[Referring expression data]
• • • • •

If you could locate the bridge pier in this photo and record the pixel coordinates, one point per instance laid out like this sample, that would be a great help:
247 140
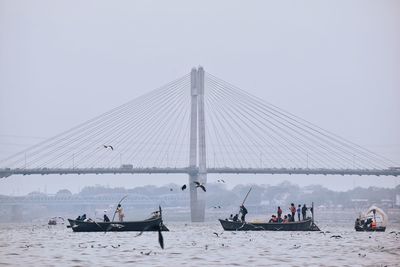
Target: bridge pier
197 140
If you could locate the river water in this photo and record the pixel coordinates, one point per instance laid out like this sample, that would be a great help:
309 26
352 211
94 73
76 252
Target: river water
190 244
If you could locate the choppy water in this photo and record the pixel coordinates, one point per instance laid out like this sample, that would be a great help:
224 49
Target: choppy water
197 245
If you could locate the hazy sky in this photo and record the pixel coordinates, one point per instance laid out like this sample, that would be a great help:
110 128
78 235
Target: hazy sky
334 63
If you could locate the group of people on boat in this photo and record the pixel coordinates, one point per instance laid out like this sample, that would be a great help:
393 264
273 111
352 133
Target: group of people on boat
290 217
118 210
243 211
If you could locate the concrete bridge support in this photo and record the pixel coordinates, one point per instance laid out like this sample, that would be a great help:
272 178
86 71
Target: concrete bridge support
197 141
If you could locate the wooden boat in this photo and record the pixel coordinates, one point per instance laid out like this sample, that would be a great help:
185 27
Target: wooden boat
373 220
306 225
154 223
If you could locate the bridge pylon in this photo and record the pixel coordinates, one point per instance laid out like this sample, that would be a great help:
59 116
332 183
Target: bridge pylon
197 148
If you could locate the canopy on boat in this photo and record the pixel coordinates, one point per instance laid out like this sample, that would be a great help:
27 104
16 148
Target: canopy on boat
377 214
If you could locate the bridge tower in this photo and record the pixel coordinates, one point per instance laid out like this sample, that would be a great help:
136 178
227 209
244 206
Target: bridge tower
198 169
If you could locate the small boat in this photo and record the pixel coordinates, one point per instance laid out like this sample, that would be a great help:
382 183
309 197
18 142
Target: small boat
154 223
306 225
55 220
373 220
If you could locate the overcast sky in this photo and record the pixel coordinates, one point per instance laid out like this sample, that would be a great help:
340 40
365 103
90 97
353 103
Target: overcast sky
334 63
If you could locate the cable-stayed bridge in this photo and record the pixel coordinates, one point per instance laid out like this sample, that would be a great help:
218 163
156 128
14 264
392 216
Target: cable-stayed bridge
197 124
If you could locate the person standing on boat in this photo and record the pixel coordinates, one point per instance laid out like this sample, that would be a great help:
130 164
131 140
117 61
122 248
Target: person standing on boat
243 211
298 212
120 212
279 212
304 211
293 211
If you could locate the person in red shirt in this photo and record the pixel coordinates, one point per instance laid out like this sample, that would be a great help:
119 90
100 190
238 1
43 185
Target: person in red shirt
279 212
293 211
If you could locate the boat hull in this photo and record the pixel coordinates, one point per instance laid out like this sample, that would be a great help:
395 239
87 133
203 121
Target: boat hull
306 225
153 224
377 229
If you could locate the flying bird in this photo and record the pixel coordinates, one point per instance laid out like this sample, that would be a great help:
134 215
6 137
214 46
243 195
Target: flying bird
200 185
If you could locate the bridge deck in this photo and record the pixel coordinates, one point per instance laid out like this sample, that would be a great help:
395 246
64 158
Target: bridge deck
46 171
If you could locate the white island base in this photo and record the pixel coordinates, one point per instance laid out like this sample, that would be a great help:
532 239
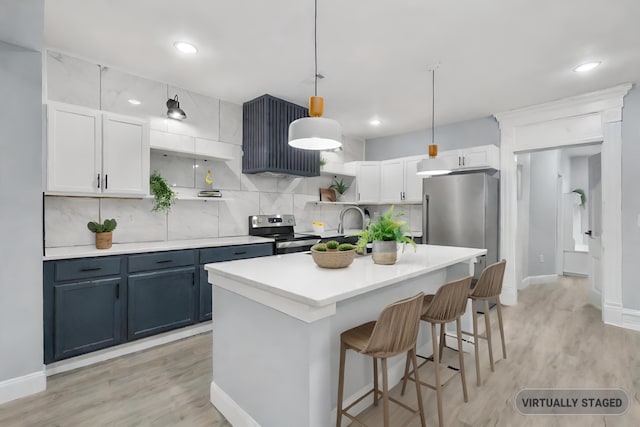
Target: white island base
277 322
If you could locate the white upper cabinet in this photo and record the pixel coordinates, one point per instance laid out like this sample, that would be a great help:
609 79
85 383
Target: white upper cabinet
190 147
90 152
368 181
125 155
399 181
392 180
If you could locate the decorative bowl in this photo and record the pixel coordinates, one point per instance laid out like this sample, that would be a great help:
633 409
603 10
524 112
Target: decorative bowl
333 259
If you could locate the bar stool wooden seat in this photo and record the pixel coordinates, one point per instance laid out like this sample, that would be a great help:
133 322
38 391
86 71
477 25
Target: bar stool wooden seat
489 287
448 304
395 332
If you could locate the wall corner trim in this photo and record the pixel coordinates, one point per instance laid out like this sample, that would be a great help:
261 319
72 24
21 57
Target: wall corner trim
23 386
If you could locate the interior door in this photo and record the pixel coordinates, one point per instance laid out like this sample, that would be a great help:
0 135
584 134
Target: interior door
594 204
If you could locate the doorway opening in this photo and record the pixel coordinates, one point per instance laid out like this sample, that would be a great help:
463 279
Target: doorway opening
559 216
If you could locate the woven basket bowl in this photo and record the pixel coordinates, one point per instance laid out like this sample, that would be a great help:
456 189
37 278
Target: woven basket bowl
339 259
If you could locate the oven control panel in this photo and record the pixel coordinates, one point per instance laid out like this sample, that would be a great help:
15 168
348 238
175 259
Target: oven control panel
259 221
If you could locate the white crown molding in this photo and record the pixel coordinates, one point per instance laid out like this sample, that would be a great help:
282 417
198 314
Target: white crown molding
588 103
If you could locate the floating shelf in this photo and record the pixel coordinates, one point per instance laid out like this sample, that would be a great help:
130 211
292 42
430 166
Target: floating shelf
405 202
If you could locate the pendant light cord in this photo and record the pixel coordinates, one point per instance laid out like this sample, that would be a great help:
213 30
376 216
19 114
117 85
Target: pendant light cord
315 45
433 105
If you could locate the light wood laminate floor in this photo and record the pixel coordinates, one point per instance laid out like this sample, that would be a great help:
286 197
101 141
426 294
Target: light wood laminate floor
554 339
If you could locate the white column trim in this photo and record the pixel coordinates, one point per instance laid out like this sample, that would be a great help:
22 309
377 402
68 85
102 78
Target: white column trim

• • • • •

• _Exercise instructions_
The records above, minus their pictures, are to be returned word for word.

• _Result of the exercise_
If you could locate the bridge pier in this photo and record the pixel coordinates, one point per instance laid out like this sample, that would be a great help:
247 140
Target: bridge pier
197 140
If you could locate the river water in this photo and record the pixel coordinates, one point per instance laid out like this sample, that would be a great help:
309 26
352 211
94 73
76 252
Target: river water
190 244
If you could locate the choppy water in this photo and record the pixel coordinates, one point per instance laid out like this sample, that would be a great help:
224 49
Target: choppy water
197 245
If you could locate the hazy sky in this photo and record the pixel coordinates, one point per instance laid out like this sample, that would be a great help:
110 128
78 235
Target: hazy sky
334 63
If you could locate the group of people on boat in this photo and record the pixel coordinates, one point per instance laid out like this sample, that would be a great help:
393 264
273 111
352 133
Target: group of people on boat
290 217
118 210
243 211
If you could locate the concrete bridge support in this photo and record the pixel coordinates, one point per instance laid out like this sample, that would be a great help:
272 178
86 71
Target: concrete bridge support
197 141
If you could locate the wooden boat in this photo and record the pixel coordinates, one point per instance laid out like this sample, that would be a great help:
185 27
Target: wooden boat
373 220
306 225
154 223
If you could locate the bridge pylon in this photo and record the pixel coordinates, one point per instance laid out like this sample, that would be a great help:
59 116
332 183
Target: bridge pylon
197 148
If you could locate the canopy on boat in this photo and record the pixel coordinates, one point per instance laid out like this sample, that would be a great help:
27 104
16 148
Target: canopy on boat
377 214
If you could locate the bridge tower in this photo and record the pixel coordinates, one point per instance laid out like this sample, that would be a great help:
136 178
227 209
244 206
Target: bridge tower
198 169
If you could locate the small boat in this photo and record the pixel coordinates, one point per instance laid out like this sample, that would be a great help:
382 183
309 197
18 142
Target: small boat
154 223
306 225
55 220
373 220
If you could locate the overcast sky in this photo and record the pixel coordinates, one point per instance laid out like this sample, that would be a great help:
340 40
365 103
90 97
353 103
Target: overcast sky
334 63
If you could locate the cable-stayed bridge in this photo and record the pixel coordinates, one point per instance laid out like this sample, that would be a great help:
218 163
156 128
14 264
392 216
Target: cable-stayed bridge
197 124
If you could locate the person standing on boat in this photo and record the pixel coordinates, one point per instance laid out like this sample, that would be a great help:
130 164
131 140
117 61
122 248
Target: person standing on boat
243 211
298 212
120 212
279 212
304 211
293 211
If you could locate the person in red shirt in this photo and record the pixel coordinates, one point per instance laid out like this sample, that would be a great help:
119 90
100 190
238 1
43 185
Target: person in red shirt
279 212
293 211
If you could locate the boat hull in this photo and record the pixel coordinates, one point per instance laid out like this sample, that would be a great help:
395 239
87 133
203 121
Target: boat hull
306 225
153 224
377 229
If you could locate the flying bird in this photo and record the pixel coordinates, one point per instance laid out like this sample, that would be a great help:
134 215
6 137
214 46
243 195
Target: flying bird
200 185
If you could locate the bridge deck in this photo and record the pixel coordinates, one point per instance laid out like this sample, that would be a great help:
395 246
64 158
Target: bridge deck
46 171
If you could locate the white island base in this photo and record the pixel coordinates, one point per instance laid out like this sample, that would be a great help:
532 239
Target: white island base
277 322
If you could locate the white upper cabinet in this photo and record the pixel coordinates, one point per instance laid out like this sample, that would be a great help:
609 79
85 383
Target: white upper cabinet
190 147
90 152
368 181
125 155
399 181
392 180
If you could locate the decorative bowl in this photo and record the pixel coordinates, one point per instance laid out like this sample, that would be a great help:
633 409
603 10
524 112
Target: decorative bowl
333 259
If you could locate the bar stool wooden seat in this photo and record the pixel coordinates, one point per instance laid out like this sample, that would be a great help:
133 322
38 391
86 71
477 25
Target: bar stool wooden seat
489 287
448 304
395 332
If you could locate the wall corner trim in this photo and record the pixel coordinates, one point per instance laid out like this sample, that would be a great help:
261 319
72 24
21 57
Target: wall corner trim
23 386
If you could locate the interior door in this photo and record the pixel coordinates, one point per instance laid out like this sample, that would be a great help:
0 135
584 134
Target: interior door
594 204
If you could locate the doorway opening in this photo and record the pixel coordinates, one point per instance laid out like this sample, that would be a great help:
463 279
Target: doorway opening
559 216
If you could locate the woven basket bowl in this photo and record the pixel coordinates, one point per instance laid out like this sample, that would be a great help:
456 189
37 278
Target: woven basket bowl
339 259
If you could locate the oven control panel in this photo and record the pixel coordinates, one point per instance laid out like this sample, that would be a great help:
15 168
348 238
175 259
Target: oven control panel
259 221
If you could locate the white crown molding in this photo and record the pixel coordinates, one point per instance laid out like this sample, that would be a great help:
282 417
198 314
Target: white crown molding
588 103
If you could locate the floating shelf in this photo and record the pixel coordinates, one point per instance laid out like this sample, that would be a great help:
130 211
292 42
430 166
Target: floating shelf
405 202
If you could locate the pendant light cord in this photo and record the pixel coordinates, one point per instance laid out like this sample, that would be a great help:
213 30
376 216
19 114
117 85
Target: pendant light cord
315 45
433 105
If you could locate the light wood laminate floor in this photo and record the pixel coordinates, one point per instance laid out like this sample, that would be a great help:
286 197
101 141
426 294
Target: light wood laminate floor
554 339
If you could locate the white column trim in this photo and record the pixel coordinates, one point per instance laid out like this sample, that would be a great help:
22 309
377 402
68 85
102 78
Target: white column trim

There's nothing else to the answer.